Data records:
--------------------------------

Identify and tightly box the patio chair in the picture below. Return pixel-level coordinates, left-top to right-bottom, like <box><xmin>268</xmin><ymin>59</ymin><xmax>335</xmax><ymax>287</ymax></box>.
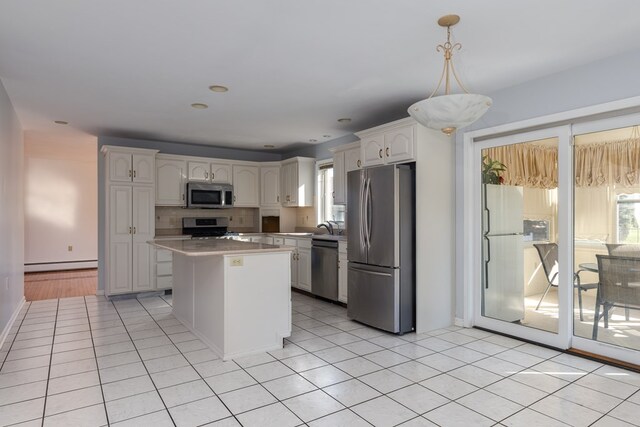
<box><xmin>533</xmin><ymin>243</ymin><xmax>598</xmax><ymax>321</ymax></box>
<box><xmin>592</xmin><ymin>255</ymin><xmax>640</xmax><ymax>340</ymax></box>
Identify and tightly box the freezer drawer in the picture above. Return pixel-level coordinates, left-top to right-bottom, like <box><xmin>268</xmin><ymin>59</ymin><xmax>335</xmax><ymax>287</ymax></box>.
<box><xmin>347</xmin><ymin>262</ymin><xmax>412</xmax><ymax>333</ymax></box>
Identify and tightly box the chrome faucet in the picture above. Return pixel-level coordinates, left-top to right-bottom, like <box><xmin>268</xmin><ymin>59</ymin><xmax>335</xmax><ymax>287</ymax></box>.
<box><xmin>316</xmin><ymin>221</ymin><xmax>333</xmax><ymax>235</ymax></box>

--------------------------------

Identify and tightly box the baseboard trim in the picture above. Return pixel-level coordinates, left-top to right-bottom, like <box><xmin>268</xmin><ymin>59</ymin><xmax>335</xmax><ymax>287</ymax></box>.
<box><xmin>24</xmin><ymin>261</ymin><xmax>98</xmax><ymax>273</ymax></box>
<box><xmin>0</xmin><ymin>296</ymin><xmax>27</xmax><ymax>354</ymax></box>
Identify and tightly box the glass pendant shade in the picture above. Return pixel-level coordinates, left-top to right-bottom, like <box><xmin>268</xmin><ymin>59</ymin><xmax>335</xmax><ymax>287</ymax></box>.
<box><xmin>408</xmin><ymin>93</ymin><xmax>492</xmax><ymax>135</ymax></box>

--------------------------------

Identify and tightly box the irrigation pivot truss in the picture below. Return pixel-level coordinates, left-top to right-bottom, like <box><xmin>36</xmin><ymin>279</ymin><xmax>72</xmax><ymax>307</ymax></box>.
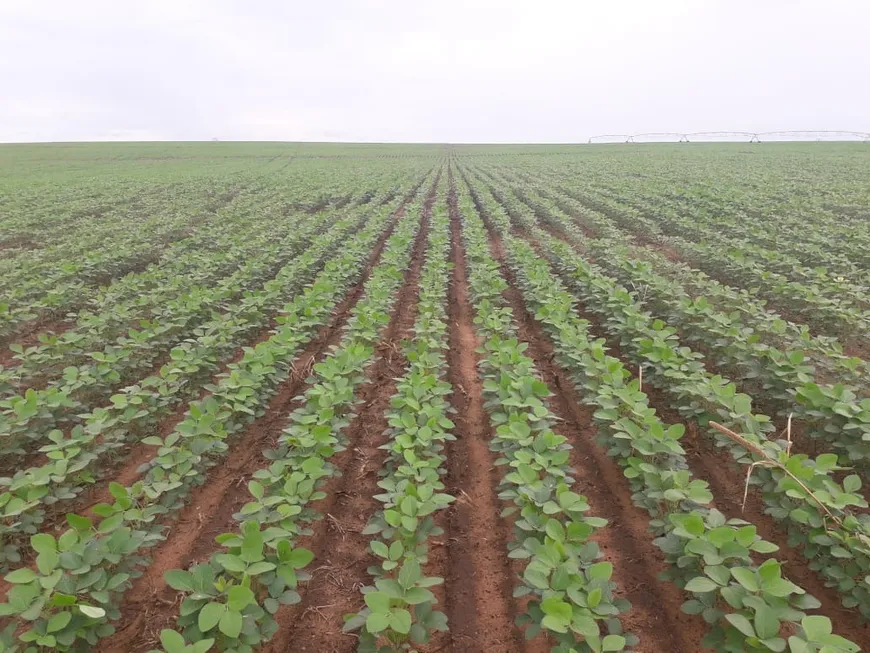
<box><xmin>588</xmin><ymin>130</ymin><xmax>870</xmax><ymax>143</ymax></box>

--------------------------------

Stated task: List every line of the data above that contains the word "below". Treat uppercase and lowercase as different.

Response to this task:
Identify and tightly box the patio chair in the picture below. Return pixel-level coordinates, left-top to right-bottom, like <box><xmin>268</xmin><ymin>59</ymin><xmax>335</xmax><ymax>287</ymax></box>.
Identify and tightly box the irrigation pivot truss in the picture below. Return pixel-level coordinates, left-top to right-bottom, like <box><xmin>36</xmin><ymin>279</ymin><xmax>72</xmax><ymax>307</ymax></box>.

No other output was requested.